## 引用文
* * * * * * * * *

立花私の場合は、なんといっても“グラブルフェス2019”ですね。広いフェス会場の中に、和風のスペースが用意されて。そこでコタツに入って、ひたすらゲームをしたり、来てくださったゲストの皆さんとトークをくり広げるという企画だったんですけど、そのとき初めて川原慶久さんとお会いしたんです。いまではいっしょに“ぐらぶるTVショッピングっ!をやらせていただいていますが、川原さんご自身は『グラブル』をすごくやり込んでいて、すごい熟練者だったので、話のレベルについて行けるか戦々恐々としながらおしゃべりをしたことを、いまでも鮮明に覚えています。

――グラブルフェス2019の“サテライトスタジオ”では、立花さんも本当にいろいろなことに挑戦されていましたよね。

* * * * * * * * *

## データ
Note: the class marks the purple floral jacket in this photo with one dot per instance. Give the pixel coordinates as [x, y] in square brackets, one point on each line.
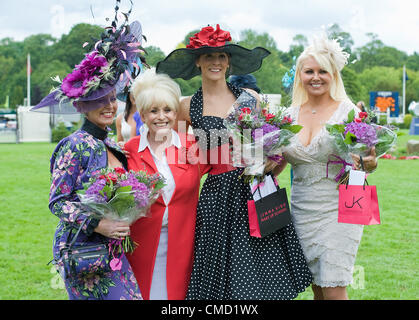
[75, 159]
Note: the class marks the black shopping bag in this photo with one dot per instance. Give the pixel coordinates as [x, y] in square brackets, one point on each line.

* * * * * * * * *

## 練習問題
[1] グラブルフェス2019の引用文から、「立花私の場合は、なんといって」で始まり「とに挑戦されていましたよね。」で終わる部分をそのまま出力せよ。
[2] グラブルフェス2019の引用文を、最後の文の次から引き継いで書き進めよ。
一覧は引用文とは別の資料である。

## 解答
[1]
立花私の場合は、なんといっても“グラブルフェス2019”ですね。広いフェス会場の中に、和風のスペースが用意されて。そこでコタツに入って、ひたすらゲームをしたり、来てくださったゲストの皆さんとトークをくり広げるという企画だったんですけど、そのとき初めて川原慶久さんとお会いしたんです。いまではいっしょに“ぐらぶるTVショッピングっ!をやらせていただいていますが、川原さんご自身は『グラブル』をすごくやり込んでいて、すごい熟練者だったので、話のレベルについて行けるか戦々恐々としながらおしゃべりをしたことを、いまでも鮮明に覚えています。

――グラブルフェス2019の“サテライトスタジオ”では、立花さんも本当にいろいろなことに挑戦されていましたよね。

[2]
立花ゲストの方が入れ代わり立ち代わりでつぎつぎに来られて。何人かでいっしょに挑戦する企画もあれば、ひとりだけの時間もあったりして。川原さんが不在のときに声優の大先輩が来られて、「なにをしゃべったらいいだろう!?」とあたふたしたりもしました。ちなみにグラブルフェス2019のころは、まだ十天衆が全員揃っていなかったので、「このフェス中に新しい子をお迎えするぞ!」と意気込んでいて。サテライトスタジオを目の前で見てくださっていたお客さんたちにマルチバトルを立ててもらって、いっしょに周回するということをひたすらくり返していました。

――先ほど話題に上がった“ぐらぶるTVショッピングっ!”ですが、こちらはおなじみの企画として、すっかり定着しましたね。

立花初めて実施したときはいろいろと遊びすぎてしまいました。でも、それが好評だったみたいで、いつのまにかシリーズ化していて。改めて思いましたが、川原さんって知識量がものすごいんですよ。グッズそのものの説明はもちろん、使われている素材の解説や、お値段に関しても全部頭の中に入っていて。ただただ圧倒されてしまいました。最初のころは私もがんばってついて行こうとしていたんですけど、気づいたら「すごーい!」とリアクションを取る係になっていました(笑)。

――いいコンビですよね。こちらのコーナーのおかげで売り切れになる商品も続出しているそうですよ。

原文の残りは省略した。